How many lines in the records below contain the string "stupa"? Give only the number.

>> begin

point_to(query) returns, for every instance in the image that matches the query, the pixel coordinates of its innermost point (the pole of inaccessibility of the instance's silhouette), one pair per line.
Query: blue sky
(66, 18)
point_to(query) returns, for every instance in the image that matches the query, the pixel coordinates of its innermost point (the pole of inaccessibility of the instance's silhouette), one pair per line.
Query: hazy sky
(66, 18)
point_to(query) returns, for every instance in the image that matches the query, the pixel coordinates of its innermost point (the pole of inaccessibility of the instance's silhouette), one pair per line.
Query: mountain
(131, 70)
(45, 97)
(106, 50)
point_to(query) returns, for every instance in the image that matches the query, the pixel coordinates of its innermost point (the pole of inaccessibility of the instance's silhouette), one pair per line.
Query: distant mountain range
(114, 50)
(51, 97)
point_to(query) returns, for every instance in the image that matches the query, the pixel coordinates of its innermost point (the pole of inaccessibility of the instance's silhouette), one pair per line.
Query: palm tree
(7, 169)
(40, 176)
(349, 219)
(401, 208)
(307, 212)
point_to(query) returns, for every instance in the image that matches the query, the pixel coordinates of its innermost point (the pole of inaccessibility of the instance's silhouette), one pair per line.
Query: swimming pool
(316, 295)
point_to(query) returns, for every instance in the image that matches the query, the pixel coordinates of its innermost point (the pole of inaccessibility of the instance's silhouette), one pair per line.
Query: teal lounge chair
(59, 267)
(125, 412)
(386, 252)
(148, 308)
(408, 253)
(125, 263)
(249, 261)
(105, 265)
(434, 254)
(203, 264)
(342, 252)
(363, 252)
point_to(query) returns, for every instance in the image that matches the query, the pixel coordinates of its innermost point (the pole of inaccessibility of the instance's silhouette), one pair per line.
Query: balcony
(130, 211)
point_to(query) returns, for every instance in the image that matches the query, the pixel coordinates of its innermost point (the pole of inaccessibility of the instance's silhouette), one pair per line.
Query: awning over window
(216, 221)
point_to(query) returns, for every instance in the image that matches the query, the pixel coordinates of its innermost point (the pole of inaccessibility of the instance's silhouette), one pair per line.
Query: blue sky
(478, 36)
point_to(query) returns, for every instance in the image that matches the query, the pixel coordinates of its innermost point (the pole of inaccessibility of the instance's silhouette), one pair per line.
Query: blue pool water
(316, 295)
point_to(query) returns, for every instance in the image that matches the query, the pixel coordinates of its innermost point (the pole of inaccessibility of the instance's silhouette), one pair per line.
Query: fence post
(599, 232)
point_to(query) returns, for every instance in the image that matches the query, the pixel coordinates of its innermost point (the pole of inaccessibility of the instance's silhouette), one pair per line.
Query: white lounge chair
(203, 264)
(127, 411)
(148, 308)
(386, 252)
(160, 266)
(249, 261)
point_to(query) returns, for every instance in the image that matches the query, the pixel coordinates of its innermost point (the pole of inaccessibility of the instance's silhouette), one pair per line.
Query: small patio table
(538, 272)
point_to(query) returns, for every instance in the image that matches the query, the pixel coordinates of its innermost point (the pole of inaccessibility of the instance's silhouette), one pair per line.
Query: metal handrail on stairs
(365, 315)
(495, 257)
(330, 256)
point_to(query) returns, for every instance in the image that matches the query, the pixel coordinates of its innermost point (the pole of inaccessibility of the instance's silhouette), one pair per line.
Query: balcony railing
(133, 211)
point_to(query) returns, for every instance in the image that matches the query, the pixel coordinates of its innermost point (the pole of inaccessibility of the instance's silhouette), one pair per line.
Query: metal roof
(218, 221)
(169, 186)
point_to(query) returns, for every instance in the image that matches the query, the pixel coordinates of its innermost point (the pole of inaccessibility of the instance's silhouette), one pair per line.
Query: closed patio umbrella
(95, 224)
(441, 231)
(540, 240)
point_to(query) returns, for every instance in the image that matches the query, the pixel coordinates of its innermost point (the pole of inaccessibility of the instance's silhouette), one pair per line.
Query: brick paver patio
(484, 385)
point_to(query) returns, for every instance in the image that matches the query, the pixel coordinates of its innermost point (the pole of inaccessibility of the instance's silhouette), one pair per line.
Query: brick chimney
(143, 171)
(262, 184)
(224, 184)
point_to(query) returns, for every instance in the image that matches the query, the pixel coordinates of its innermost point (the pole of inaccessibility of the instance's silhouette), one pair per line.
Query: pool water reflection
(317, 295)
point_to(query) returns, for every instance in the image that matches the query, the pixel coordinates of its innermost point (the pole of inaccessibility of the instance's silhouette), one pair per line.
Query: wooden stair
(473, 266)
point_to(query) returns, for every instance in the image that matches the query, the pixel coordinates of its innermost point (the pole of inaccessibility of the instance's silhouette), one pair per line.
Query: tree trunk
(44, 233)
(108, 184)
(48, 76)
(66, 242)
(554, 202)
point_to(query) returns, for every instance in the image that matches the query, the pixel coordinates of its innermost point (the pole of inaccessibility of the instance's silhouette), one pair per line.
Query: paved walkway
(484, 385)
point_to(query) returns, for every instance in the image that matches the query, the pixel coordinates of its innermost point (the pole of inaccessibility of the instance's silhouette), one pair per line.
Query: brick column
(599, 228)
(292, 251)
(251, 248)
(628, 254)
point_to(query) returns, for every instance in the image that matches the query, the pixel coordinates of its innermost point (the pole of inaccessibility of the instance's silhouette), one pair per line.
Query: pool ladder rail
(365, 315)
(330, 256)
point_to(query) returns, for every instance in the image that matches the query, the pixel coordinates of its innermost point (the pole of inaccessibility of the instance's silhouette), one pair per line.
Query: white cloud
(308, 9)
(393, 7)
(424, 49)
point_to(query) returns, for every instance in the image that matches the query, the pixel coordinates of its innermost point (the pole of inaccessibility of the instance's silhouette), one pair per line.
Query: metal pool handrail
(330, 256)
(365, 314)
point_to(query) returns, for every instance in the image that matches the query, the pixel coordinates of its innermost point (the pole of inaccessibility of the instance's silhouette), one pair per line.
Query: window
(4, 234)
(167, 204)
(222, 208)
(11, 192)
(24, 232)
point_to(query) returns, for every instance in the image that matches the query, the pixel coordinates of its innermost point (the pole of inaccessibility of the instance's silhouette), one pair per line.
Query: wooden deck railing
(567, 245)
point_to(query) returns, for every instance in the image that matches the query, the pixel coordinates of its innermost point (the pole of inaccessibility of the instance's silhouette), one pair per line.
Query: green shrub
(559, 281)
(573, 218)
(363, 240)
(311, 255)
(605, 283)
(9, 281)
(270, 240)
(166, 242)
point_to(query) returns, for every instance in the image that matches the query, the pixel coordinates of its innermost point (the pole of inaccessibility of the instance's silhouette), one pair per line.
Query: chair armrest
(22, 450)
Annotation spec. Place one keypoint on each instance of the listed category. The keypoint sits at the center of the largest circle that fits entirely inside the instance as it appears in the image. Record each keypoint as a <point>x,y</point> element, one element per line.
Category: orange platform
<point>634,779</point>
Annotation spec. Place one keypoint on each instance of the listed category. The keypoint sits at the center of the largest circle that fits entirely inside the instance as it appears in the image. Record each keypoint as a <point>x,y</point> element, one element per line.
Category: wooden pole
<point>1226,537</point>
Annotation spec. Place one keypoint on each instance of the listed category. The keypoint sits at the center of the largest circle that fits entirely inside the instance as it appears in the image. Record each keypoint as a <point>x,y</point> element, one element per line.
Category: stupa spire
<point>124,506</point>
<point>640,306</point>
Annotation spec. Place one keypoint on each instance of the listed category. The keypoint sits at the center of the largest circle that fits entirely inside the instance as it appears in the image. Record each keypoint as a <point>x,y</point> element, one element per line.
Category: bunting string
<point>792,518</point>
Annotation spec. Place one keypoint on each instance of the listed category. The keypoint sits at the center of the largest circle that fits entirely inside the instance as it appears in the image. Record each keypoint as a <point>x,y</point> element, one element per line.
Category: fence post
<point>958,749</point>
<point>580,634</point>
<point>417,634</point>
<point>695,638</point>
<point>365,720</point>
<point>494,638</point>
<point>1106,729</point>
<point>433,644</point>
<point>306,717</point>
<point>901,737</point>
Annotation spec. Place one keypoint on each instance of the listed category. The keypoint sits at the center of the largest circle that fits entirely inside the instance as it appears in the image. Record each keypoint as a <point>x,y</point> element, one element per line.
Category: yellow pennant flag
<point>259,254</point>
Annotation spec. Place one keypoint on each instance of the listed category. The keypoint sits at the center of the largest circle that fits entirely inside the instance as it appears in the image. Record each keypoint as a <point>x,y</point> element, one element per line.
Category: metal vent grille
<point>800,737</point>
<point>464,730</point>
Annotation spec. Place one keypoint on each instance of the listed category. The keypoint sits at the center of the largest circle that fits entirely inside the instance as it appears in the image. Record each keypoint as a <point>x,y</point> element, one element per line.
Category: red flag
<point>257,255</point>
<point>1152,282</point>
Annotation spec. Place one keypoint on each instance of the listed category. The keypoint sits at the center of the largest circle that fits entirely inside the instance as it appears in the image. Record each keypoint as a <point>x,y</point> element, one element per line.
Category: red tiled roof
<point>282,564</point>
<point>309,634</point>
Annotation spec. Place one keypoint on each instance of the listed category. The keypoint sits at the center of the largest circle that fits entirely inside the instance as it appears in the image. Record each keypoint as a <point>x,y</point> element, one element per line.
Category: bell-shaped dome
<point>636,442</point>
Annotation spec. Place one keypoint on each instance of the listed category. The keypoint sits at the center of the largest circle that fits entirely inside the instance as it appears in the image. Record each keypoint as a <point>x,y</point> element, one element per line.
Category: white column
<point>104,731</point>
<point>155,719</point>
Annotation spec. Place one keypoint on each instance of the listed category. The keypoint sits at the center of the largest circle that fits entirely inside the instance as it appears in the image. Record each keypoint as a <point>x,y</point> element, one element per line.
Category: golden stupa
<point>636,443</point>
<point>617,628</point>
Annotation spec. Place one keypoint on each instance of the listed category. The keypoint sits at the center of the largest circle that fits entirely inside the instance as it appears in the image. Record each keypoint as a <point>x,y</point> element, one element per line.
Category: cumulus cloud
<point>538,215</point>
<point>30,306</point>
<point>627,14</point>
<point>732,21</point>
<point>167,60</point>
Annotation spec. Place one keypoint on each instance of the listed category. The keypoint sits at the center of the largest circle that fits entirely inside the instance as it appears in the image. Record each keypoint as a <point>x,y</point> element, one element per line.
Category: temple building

>> end

FINAL RESULT: 2